> What this exercise asks
1. Before the material below, the article on Obama's call for social media oversight appears. List every proper name it contains for a person, place, institution or law.
2. Continue the article on Obama's call for social media oversight, which appears before the material below, from the point where it stops.

> Extract provided
-- Begin --

Tech

Obama calls for more regulatory oversight of social media giants.

PALO ALTO, Calif. — Former President Barack Obama on Thursday called for greater regulatory oversight of the country’s social media giants, saying their power to curate the information that people consume has “turbocharged” political polarization and threatened the pillars of democracy across the globe.

Weighing in on the debate over how to address the spread of disinformation, he said the companies needed to subject their proprietary algorithms to the same kind of regulatory oversight that ensures the safety of cars, food and other consumer products.

“Tech companies need to be more transparent about how they operate,” Mr. Obama said in a speech at Stanford University, long an incubator for the tech sector in Silicon Valley. “So much of the conversation around disinformation is focused on what people post. The bigger issue is what content these platforms promote.”

The former president lent his support to proposals to reform a key legal shield for internet companies: Section 230 of the Communications Decency Act, which protects social media platforms from liability for content that their users post. Supporters of such a change believe it would force companies to do more to curb illegal or dangerous behavior — from drug sales to disinformation with equally harmful consequences.

-- End --

> Source material
-- Begin --

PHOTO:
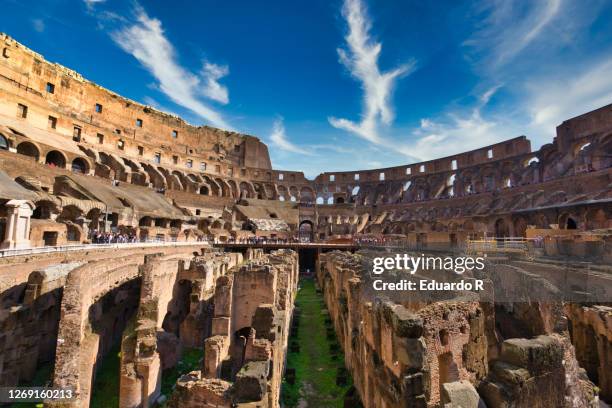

-- End --

> Outputs in order
1. Barack Obama; Palo Alto; Calif.; Stanford University; Silicon Valley; Section 230; Communications Decency Act

2.
Mr. Obama, while praising the transformative benefits the internet has had on lives, urged companies to put social responsibility ahead of the relentless quest for profits.

“These companies need to have some other North Star than just making money and increasing profit shares,” he said.

Mr. Obama spoke at a conference organized by Stanford’s Cyber Policy Center, which is dedicated to the challenges the digital world has created for democracy in the United States and beyond. He cited his own effective use of social media as a candidate but also his frustration with how Russia’s president, Vladimir V. Putin, used social media to influence the outcome of the 2016 election.

“What does still nag at me was my failure to fully appreciate how susceptible we had become to lies and conspiracy theories, despite being a target of disinformation myself,” he said, referring to, among other things, the false debate over his U.S. birth certificate. “Putin didn’t do that. He didn’t have to. We did it to ourselves.”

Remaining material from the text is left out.